start ARTICLE

Zero-Trust on Istio: The Complete Architecture

Zero-trust is a property that emerges when several independent checks each verify a request on their own, without assuming the layers around them already did the work. It often gets described as a product you install or a setting you switch on, which badly undersells how much has to line up for it to actually hold.

I learned that building an HR directory designed to be attacked. The rule I wanted it to hold was simple: if any single pod gets compromised, it still can't read data it has no business touching. Salaries, bank details, device serial numbers, the things an attacker would actually go after.

No single mechanism enforces that rule. mTLS proves which service is on the other end of a connection, but it has nothing to say about whether that service should be making the call. A signed identity token establishes who the user is, yet a service that trusts raw headers will believe whatever an attacker sends it. Authorization decides what a user is allowed to do, and then an application bug skips the check and the database returns the whole table anyway. Every layer has a blind spot, and the thing that covers it is another layer that doesn't share the same one.

end ARTICLE
start DATA

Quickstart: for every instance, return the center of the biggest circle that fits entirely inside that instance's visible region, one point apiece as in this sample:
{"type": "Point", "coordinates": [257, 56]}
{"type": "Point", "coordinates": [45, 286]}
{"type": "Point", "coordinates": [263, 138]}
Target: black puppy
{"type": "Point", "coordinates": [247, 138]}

end DATA

OBJECTIVE
According to the article, what does mTLS prove? The lines have nothing to do with the article.

FULL ANSWER
mTLS proves which service is on the other end of a connection.